=== What to produce ===
Copy the lines below as they are; omit the images they contain.

=== Stored data ===

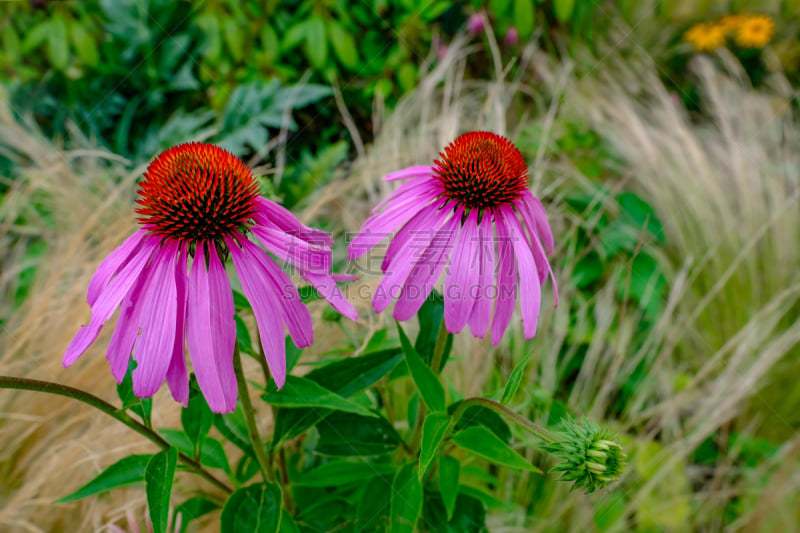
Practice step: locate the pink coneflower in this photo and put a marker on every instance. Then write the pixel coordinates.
(199, 204)
(464, 210)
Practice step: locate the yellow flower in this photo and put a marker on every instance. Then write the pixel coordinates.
(755, 31)
(705, 37)
(730, 23)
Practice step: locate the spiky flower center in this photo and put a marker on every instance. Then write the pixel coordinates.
(481, 170)
(196, 192)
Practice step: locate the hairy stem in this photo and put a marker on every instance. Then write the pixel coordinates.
(8, 382)
(249, 416)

=== Result of the exercise ===
Practice step: locate the pink coneflower in this photo and put a marker on every instance. Then write the pixel coordinates.
(199, 204)
(464, 210)
Practice step: locate the yellow flower in this photo and put a marker on every instance. Then write the pixel coordinates.
(755, 31)
(705, 37)
(730, 23)
Practice step: locate the spiky flower center in this photo and put a marker on every instance. Then write the pixel coordinates.
(481, 170)
(196, 192)
Practice step: locate the hairy stem in this photo and put a marker on every instance. Then write the pixel coordinates.
(8, 382)
(249, 416)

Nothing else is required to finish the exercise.